Selection:
— Begin —

Title in the Language of the Records

Filipinas, Manila Registro Civil.

Record Description

This collection includes images and indexes of birth, marriage, and death records for the city of Manila, Philippines. See the coverage table below for date ranges of each record group.

Some folders of images are not arranged chronologically and/or sequentially.

For the most part, birth, marriage, and death records are in English. A few of the earlier marriage records are in Spanish. Spanish is also used in sections of later records. See the "For Help Reading these Records" section for Spanish translation helps.

You can browse through images in this collection by visiting the browse page for Philippines, Manila Civil Registration, 1899-1994.

Coverage Table

Description Earliest Year Latest Year
Civil Registration- Births 1898 1980
Civil Registration - Marriages 1900 1991
Civil Registration - Deaths 1899 1994

Record Content

Birth records usually contain the following information:

  • Name and gender of child
  • Child's date and place of birth
  • Child's race
  • Name and birthplace of father
  • Father's occupation
  • Maiden name of mother and her birthplace
  • Name of physician or midwife and their residence

Marriage records or marriage contracts usually contain the following information:

  • Date and place of the marriage
  • Name and age of groom
  • Groom's marital status, nativity and residence
  • Names of groom's parents
  • Name and age of bride
  • Bride's marital status, nativity and residence
  • Names of bride's parents
  • Names of the witnesses and their residence
  • Names of the persons who gave consent
  • Name of the person who solemnized the marriage
  • Beginning in 1945, the birthplace of bride and groom
  • Date of the marriage license
  • Date of the certificate (marriage contract)

Death records usually contain the following information:

  • Name, age and gender of deceased (keep in mind that death records for women may be filed under their married name)

— End —

The request:
Answer these questions using the Manila civil registration description above.
(a) What is the latest year listed for death records in the coverage table?
(b) In what language are a few of the earlier marriage records?
(c) Starting in which year do marriage records include the birthplace of the bride and groom?

Extracted information:
— Begin —

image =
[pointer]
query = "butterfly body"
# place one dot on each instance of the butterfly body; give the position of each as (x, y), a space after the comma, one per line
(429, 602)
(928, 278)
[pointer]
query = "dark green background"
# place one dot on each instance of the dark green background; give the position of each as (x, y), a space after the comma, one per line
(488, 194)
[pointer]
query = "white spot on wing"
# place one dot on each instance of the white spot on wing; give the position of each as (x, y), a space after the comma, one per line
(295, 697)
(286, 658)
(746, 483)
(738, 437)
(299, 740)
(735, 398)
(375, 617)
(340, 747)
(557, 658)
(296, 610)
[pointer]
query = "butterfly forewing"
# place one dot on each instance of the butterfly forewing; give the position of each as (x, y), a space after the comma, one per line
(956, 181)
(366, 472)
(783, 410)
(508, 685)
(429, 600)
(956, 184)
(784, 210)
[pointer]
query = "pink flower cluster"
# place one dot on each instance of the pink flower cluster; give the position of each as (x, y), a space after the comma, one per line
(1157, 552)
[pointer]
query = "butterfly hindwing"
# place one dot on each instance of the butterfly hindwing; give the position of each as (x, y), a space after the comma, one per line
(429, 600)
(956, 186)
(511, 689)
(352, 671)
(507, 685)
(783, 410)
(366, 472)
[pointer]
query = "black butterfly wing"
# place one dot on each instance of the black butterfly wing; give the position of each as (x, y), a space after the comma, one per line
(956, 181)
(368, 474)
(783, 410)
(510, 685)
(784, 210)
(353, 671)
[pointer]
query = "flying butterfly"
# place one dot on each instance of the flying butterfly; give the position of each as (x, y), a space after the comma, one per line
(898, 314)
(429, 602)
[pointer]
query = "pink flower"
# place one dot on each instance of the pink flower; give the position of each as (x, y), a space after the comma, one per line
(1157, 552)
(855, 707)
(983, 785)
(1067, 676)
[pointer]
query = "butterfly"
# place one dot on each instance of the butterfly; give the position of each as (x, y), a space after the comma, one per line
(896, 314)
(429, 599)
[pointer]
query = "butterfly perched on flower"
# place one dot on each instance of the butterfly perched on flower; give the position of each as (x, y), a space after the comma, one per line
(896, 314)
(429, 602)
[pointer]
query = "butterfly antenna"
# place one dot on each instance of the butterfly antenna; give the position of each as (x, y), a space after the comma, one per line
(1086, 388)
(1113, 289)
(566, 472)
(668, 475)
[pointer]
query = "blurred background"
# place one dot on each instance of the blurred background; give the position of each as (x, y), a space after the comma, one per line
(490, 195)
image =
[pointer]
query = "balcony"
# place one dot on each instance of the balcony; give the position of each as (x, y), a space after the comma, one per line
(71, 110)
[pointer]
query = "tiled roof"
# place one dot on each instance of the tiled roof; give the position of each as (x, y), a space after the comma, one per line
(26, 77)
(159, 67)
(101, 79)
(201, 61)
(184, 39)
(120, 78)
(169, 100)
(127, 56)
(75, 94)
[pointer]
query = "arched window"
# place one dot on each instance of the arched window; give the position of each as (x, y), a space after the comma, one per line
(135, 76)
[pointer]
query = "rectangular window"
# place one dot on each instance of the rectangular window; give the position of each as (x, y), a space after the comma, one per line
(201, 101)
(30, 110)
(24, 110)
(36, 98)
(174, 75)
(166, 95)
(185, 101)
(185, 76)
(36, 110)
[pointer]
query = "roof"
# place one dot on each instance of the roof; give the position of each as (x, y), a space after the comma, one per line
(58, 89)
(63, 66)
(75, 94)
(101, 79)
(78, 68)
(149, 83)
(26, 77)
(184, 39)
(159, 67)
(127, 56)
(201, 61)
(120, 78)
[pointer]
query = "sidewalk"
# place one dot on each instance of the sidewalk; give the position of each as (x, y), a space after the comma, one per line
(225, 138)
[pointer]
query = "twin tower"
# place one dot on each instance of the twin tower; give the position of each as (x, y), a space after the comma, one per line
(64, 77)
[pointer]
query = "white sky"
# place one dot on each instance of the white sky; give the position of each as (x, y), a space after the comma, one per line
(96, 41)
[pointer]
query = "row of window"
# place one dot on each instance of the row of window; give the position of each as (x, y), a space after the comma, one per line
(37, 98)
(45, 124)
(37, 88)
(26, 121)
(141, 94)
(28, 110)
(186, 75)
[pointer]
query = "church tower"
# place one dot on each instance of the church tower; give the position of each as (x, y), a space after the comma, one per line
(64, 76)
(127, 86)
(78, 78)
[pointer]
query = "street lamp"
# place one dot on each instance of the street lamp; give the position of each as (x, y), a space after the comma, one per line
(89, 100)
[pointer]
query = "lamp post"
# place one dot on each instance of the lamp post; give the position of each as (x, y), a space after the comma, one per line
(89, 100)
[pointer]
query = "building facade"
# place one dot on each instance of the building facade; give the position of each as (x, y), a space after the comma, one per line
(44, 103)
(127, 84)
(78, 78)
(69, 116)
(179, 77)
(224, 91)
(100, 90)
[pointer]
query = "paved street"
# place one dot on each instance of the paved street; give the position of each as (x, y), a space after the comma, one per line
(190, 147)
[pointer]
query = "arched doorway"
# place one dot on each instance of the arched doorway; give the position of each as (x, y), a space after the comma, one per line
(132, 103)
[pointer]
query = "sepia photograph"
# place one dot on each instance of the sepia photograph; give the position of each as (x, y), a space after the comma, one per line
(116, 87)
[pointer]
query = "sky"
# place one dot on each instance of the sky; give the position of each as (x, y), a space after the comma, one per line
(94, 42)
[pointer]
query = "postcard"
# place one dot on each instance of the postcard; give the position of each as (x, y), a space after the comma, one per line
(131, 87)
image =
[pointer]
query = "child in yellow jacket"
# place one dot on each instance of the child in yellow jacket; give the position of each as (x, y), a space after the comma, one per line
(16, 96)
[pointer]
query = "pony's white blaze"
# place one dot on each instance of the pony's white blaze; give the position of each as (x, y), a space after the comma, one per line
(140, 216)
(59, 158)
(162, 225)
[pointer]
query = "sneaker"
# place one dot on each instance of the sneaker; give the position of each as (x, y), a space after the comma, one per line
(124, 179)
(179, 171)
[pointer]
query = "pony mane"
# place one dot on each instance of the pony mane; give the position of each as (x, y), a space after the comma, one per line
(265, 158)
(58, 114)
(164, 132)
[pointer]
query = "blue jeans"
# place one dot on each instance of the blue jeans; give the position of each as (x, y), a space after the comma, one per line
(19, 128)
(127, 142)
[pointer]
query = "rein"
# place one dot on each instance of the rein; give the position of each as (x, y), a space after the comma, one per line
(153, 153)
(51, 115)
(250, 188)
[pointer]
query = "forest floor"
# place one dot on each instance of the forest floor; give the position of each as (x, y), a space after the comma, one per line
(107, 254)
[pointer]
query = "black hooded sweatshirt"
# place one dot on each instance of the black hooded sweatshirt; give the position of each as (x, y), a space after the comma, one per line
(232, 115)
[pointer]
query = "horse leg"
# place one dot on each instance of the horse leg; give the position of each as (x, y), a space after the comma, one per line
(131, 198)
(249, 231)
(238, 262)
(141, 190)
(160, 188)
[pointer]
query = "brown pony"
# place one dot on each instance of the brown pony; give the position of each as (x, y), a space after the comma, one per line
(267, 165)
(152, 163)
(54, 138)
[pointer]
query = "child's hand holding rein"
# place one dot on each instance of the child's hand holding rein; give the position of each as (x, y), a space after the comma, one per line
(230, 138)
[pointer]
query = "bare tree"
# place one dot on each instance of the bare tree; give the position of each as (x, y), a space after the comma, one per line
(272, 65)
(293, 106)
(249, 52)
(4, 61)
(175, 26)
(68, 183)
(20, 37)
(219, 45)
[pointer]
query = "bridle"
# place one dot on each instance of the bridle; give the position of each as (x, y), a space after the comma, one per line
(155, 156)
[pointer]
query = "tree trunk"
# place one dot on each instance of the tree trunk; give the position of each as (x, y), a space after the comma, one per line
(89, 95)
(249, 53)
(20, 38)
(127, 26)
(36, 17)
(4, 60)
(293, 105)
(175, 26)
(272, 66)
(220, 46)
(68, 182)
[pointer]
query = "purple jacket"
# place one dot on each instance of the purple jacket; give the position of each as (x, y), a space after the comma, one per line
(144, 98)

— End —

Exercise response:
(a) 1994
(b) Spanish
(c) 1945